Brief: A word-for-word repeat of all the data is the goal.

Extracted records:

● ● ● ●

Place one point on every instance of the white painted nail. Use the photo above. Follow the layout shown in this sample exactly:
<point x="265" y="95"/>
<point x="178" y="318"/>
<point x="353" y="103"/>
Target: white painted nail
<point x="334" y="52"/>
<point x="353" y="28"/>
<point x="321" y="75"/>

● ● ● ●

Answer area:
Place one point on every instance of the white painted nail. Use the photo above. Follow the layout shown in this sample exactly:
<point x="265" y="95"/>
<point x="178" y="318"/>
<point x="353" y="103"/>
Target: white painted nail
<point x="334" y="52"/>
<point x="353" y="28"/>
<point x="321" y="75"/>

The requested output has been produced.